[Entries from a point annotation set]
☆ ☆ ☆ ☆ ☆ ☆ ☆

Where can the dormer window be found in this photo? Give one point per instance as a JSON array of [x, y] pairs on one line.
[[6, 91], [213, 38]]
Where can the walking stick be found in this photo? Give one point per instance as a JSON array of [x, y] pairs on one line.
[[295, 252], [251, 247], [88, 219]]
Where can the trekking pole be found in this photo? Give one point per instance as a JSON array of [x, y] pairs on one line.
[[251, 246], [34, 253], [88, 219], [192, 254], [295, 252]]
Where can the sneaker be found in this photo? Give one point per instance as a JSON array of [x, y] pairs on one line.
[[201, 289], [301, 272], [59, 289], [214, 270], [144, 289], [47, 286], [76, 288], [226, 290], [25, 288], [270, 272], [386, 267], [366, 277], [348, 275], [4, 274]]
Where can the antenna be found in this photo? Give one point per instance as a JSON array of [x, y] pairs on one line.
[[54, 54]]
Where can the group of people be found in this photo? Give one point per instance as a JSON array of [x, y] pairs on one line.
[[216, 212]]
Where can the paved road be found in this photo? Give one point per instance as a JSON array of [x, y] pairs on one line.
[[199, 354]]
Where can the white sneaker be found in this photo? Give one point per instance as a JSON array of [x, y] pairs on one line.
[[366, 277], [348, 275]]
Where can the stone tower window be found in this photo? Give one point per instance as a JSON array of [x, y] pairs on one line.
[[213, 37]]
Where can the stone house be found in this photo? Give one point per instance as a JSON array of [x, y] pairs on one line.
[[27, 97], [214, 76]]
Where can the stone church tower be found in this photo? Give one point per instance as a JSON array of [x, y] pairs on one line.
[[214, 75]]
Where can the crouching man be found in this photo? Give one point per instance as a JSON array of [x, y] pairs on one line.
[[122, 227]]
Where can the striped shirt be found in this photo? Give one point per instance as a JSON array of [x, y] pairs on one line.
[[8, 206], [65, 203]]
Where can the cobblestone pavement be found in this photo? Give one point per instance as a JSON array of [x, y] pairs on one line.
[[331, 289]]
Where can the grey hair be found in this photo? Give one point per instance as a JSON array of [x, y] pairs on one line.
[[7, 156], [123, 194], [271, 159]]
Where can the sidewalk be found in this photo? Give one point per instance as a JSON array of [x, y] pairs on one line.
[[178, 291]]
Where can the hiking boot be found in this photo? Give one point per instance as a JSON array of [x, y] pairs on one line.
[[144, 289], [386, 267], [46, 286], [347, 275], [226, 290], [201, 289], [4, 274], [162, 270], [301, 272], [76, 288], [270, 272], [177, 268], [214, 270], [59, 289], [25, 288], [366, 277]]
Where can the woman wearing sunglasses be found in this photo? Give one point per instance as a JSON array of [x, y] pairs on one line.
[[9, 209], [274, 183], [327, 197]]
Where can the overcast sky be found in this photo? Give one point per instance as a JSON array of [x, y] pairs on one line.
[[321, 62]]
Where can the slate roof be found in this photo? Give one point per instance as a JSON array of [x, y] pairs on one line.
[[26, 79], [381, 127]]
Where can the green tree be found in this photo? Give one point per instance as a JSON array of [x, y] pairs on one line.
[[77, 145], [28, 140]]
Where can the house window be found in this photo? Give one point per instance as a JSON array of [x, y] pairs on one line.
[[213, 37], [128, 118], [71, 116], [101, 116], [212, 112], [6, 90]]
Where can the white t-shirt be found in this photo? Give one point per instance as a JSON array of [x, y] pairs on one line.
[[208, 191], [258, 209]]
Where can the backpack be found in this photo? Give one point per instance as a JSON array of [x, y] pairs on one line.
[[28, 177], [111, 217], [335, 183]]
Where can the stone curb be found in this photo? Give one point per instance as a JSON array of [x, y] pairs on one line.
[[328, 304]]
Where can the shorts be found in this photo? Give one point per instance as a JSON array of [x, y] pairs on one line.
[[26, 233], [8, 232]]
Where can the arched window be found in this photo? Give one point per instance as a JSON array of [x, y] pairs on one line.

☆ ☆ ☆ ☆ ☆ ☆ ☆

» Job: Rewrite all the items above, replacing "instance" with "occurrence" and leaving everything else unchanged.

» Worked solution:
Where can the dormer window be found in this photo? Give one point per occurrence as a JSON array of [x, y] pairs on one line.
[[6, 91], [213, 38]]
Where can the walking stick be found in this photo? Give one point per occurrence as a JSON array of [x, y] pairs on one line.
[[295, 252], [251, 247], [88, 219]]
Where can the trekking pole be found in this photo? Give one point per occurrence as a JSON array of [x, y] pairs on one line.
[[251, 246], [34, 253], [88, 219], [192, 254], [295, 252]]
Where can the sneaker be found in this photo? Give one point per occurrence as a JSON array of [x, y] pairs on one line.
[[201, 289], [301, 272], [59, 289], [214, 270], [144, 289], [47, 286], [76, 288], [226, 290], [25, 288], [270, 272], [386, 267], [366, 277], [348, 275], [4, 274]]
Where can the antenna be found in this photo? Give one point per occurrence as a JSON array of [x, y] pairs on one line.
[[54, 54]]
Where can the group of people be found in this photo? Give one point per occurrence as a JSON array of [x, y] pairs on one line.
[[216, 212]]
Where can the paved road be found in this photo? Give one point per occurrence as a JSON array of [x, y] pairs on one line.
[[199, 354]]
Where can the white sneaker be found in this photo? Give one point per occurrence as a JSON array of [x, y] pairs on one line.
[[366, 277], [348, 275]]
Where can the stone tower window be found in this photo? Give one point per occurrence as a JSON array of [x, y] pairs on one line.
[[213, 37]]
Where can the stone house be found in this photo? Give one point per occurrence as a JSON array of [x, y] pairs on one line.
[[27, 97], [214, 76]]
Where can the stone church tower be found in this photo? Give one point per occurrence as a JSON array of [x, y] pairs on one line.
[[214, 75]]
Where can the crouching man be found in this photo? Give one point per occurrence as a JSON array of [x, y] pairs on one line.
[[122, 227]]
Where can the striped shirt be found in this photo? Give one point per occurrence as a JSON array of [x, y] pairs on one line.
[[8, 206], [65, 203]]
Where can the cobblestone pavement be found in this photo? Give one point per occurrence as a JSON array of [x, y] pairs on one line.
[[331, 289]]
Where can the grey hair be found in this photo? Give one point per occurrence as a JSON array of [x, y] pairs on one line.
[[7, 156], [123, 194], [271, 159]]
Where can the sidewalk be found in this photo? Give one point per occurrence as a JSON array of [x, y] pairs on one line.
[[178, 291]]
Where can the hiking boot be found in this photo? Give one point per occurrence as a JSON array of [x, y] pairs on one line.
[[144, 289], [386, 267], [46, 286], [347, 275], [226, 290], [201, 289], [4, 274], [162, 270], [301, 272], [76, 288], [270, 272], [177, 268], [214, 270], [59, 289], [25, 288], [366, 277]]
Where can the woman wearing sunglasses be found in this photo? Give one point per occurrence as a JSON array of [x, y] pairs on one line.
[[9, 209], [274, 183], [327, 197]]
Where can the overcast sky be found in this photo? Give one point per occurrence as a JSON array of [x, y] pairs on one line.
[[321, 62]]
Where can the slate roof be found in this photo? Give one point per occurrence as a JSON array of [x, y] pairs on one line.
[[26, 79], [381, 127]]
Where can the green tree be found in this photo? Give one point per occurrence as a JSON array of [x, y] pairs on one line.
[[77, 145], [28, 140]]
Where can the house window be found in this photo? Give one point per occurrence as a JSON array of [x, y] pairs on one line.
[[213, 37], [128, 118], [71, 116], [101, 116], [212, 112], [6, 90]]
Where can the white t-shirt be found in this photo? Give one point per occurrence as a JSON array of [x, y] pairs on one line.
[[208, 191], [258, 209]]
Where can the backpack be found in this photo? Give one point per occurrence as a JSON array of [x, y] pairs on one line.
[[28, 177], [111, 217], [335, 183]]
Where can the stone curb be found in this photo? Give one point per occurrence as a JSON array of [x, y] pairs on one line.
[[328, 304]]
Where can the shorts be found in this photo? Give one point per occurrence as a JSON array of [x, y] pairs on one line.
[[26, 233], [8, 232]]
Where can the arched window be found in this photo? Give one point per occurrence as a JSON array of [x, y] pairs on one line.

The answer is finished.